** REQUIRED TASKS **
1: Please rewrite the paragraph beginning "Walsh Hall is one of the 32" in the Walsh Hall article below as a short list that keeps its main facts.
2: Reproduce the Walsh Hall article below word for word between "Walsh Hall is one" and "the Walsh family.", inclusive.

EXTRACTED TEXT Start Marker

- Campus quad: Main (God) Quad
- Motto: Be Strong.Be Free.Be WILD.
- Established: 1909 (men), 1972 (women)
- Named for: Fr. Thomas E. Walsh, CSC
- Colors: Dark Blue and Light Blue
- Gender: Female
- Rector: Cheyenne Schuster
- Undergraduates: 160
- Chapel: Chapel of the Visitation
- Mascot: Wild Women
- Major events: Mr. ND Pageant and ND Dodgeball
- Walsh Hall
- U.S. Historic district – Contributing property
- Location: Notre Dame, Indiana
- Coordinates: 41°42′03″N 86°14′24″W﻿ / ﻿41.7009°N 86.2400°W
- Built: 1909
- Architect: William J. Brinkmann
- Architectural style: Second Empire architecture
- Part of: University of Notre Dame: Main and South Quadrangles (ID78000053)
- Added to NRHP: May 23, 1978
- Website: walshnd.weebly.com

= Walsh Hall (University of Notre Dame) =

Residence hall at the University of Notre Dame

Walsh Hall is one of the 32 Residence Halls on the campus of the University of Notre Dame. Walsh is located on Main ("God") Quad, directly south of Sorin Hall and is directly north of the Knights of Columbus Building. It was built in 1909 and the architect was William J. Brinkmann. Among other buildings on the Main Quad of Notre Dame, Walsh Hall is on the National Register of Historic Places. The coat of arms is taken from the Walsh family.

== History ==
It was designed by architect William J. Brinkmann. The cornerstone was laid May 12, 1909 by Archbishop Alexander Christie of Portland in a ceremony where the president of the university John W. Cavanaugh gave a short sermon. Walsh Hall was constructed at an estimated cost of $100,000 It was constructed in yellow brick, as most of the buildings in its surroundings, but its architectural style was more elaborate and decorated than previous buildings on campus. It was three stories in height with basement and attic, with an auditorium located in the basement. It was formally dedicated and blessed on October 31, 1909, by Apostolic delegate monsignor Diomede Falconio.

EXTRACTED TEXT End Marker
EXCERPTED RECORDS Start Marker

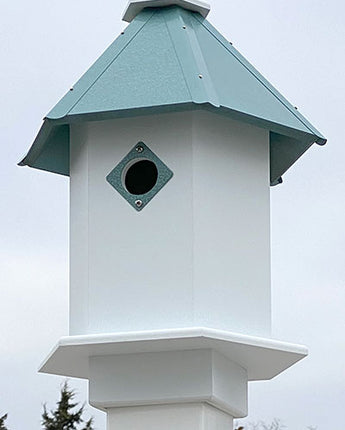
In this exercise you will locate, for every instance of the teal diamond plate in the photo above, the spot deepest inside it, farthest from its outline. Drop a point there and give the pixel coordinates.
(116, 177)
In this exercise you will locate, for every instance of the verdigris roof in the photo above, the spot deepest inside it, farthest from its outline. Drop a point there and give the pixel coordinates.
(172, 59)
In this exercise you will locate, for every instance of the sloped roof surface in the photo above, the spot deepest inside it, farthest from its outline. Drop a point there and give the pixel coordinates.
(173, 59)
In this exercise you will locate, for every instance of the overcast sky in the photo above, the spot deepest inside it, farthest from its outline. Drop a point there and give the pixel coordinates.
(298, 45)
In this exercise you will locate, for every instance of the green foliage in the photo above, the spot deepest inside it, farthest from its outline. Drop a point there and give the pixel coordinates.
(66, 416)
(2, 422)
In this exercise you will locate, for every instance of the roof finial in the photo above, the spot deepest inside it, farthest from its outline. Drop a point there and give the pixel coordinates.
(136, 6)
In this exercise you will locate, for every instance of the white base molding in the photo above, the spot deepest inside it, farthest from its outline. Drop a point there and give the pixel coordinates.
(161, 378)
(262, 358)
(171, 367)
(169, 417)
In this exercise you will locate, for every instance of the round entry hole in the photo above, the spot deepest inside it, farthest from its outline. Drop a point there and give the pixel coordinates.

EXCERPTED RECORDS End Marker
EXCERPTED RECORDS Start Marker

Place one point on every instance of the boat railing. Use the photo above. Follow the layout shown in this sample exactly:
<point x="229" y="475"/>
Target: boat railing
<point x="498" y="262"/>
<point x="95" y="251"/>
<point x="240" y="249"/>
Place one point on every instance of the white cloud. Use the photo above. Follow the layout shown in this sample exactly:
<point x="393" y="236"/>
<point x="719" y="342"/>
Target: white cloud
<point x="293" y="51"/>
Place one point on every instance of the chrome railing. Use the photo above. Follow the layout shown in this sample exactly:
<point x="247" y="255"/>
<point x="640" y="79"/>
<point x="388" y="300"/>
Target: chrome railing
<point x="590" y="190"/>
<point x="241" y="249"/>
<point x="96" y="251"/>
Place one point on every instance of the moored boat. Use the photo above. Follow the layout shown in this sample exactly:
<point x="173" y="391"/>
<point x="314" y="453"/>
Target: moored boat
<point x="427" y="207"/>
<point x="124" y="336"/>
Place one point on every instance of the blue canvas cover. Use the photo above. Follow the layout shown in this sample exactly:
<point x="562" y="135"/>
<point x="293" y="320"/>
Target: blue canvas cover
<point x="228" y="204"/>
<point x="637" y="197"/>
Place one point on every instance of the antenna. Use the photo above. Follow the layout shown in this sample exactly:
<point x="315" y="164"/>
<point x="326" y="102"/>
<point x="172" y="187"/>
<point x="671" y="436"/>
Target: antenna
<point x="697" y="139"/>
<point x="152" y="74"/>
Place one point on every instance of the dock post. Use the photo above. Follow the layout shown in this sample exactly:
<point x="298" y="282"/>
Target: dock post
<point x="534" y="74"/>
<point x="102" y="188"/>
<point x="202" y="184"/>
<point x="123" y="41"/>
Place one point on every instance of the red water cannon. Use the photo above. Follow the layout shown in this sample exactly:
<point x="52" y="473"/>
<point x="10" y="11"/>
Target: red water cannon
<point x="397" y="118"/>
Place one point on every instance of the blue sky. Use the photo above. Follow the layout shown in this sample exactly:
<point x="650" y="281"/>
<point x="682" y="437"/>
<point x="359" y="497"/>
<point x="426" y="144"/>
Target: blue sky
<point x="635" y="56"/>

EXCERPTED RECORDS End Marker

** ANSWER SET **
1:
- One of the 32 residence halls at the University of Notre Dame
- On Main ("God") Quad, directly south of Sorin Hall and directly north of the Knights of Columbus Building
- Built in 1909 to a design by architect William J. Brinkmann
- Listed with other Main Quad buildings on the National Register of Historic Places
- Coat of arms taken from the Walsh family

2:
Walsh Hall is one of the 32 Residence Halls on the campus of the University of Notre Dame. Walsh is located on Main ("God") Quad, directly south of Sorin Hall and is directly north of the Knights of Columbus Building. It was built in 1909 and the architect was William J. Brinkmann. Among other buildings on the Main Quad of Notre Dame, Walsh Hall is on the National Register of Historic Places. The coat of arms is taken from the Walsh family.